SUPPLIED DATA section start

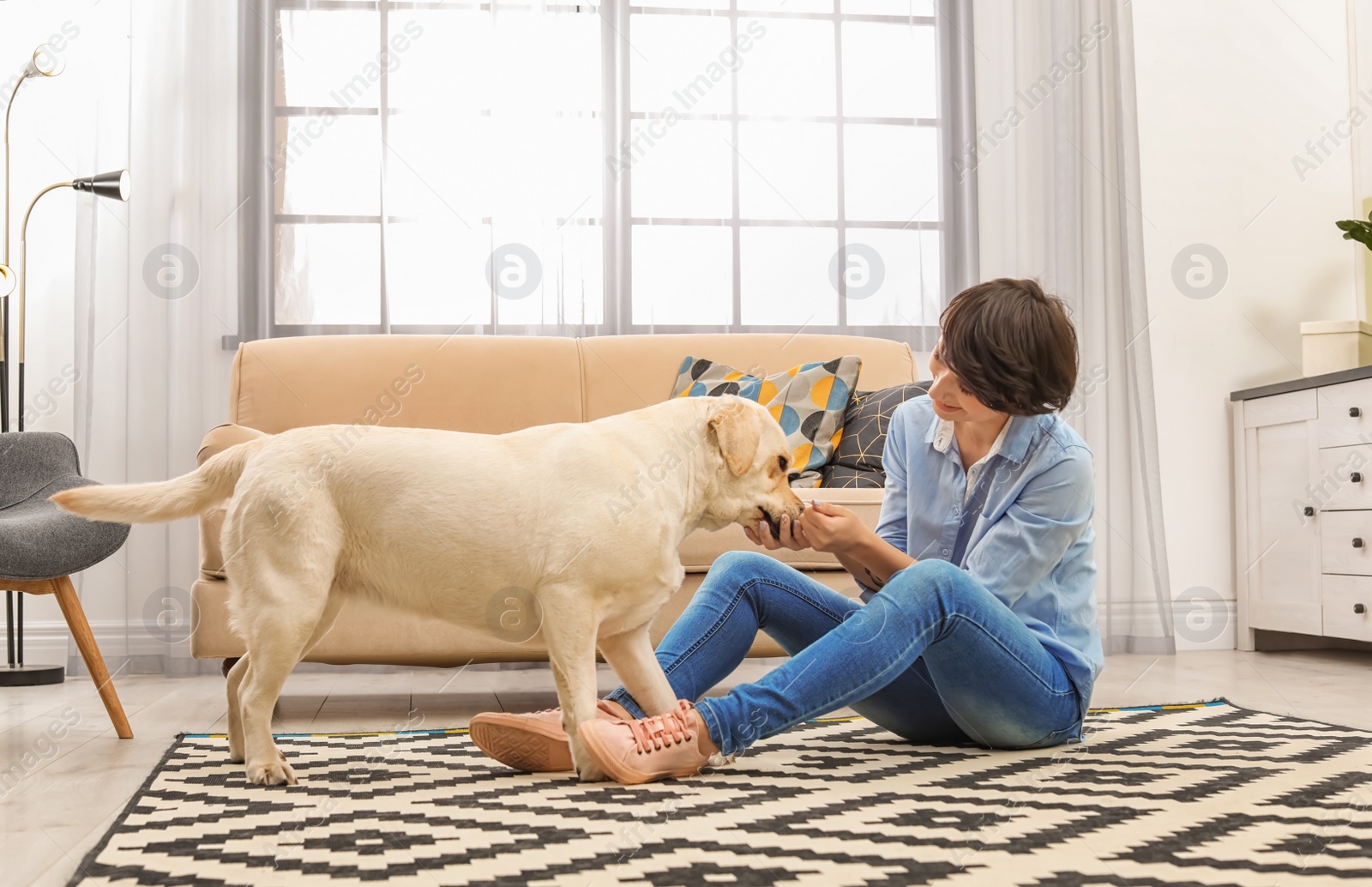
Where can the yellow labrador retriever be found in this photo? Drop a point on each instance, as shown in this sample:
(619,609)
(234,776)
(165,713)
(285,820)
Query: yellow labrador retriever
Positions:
(583,518)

SUPPLIED DATA section end

Could you set down the records above word for word, without any of the pictures?

**ANSWER BOX**
Where can the yellow labrador retriever be found in this photo? Drop a point on each instance, as shown in this sample:
(619,609)
(234,776)
(165,713)
(285,820)
Query: yellow labrador retriever
Positions:
(583,518)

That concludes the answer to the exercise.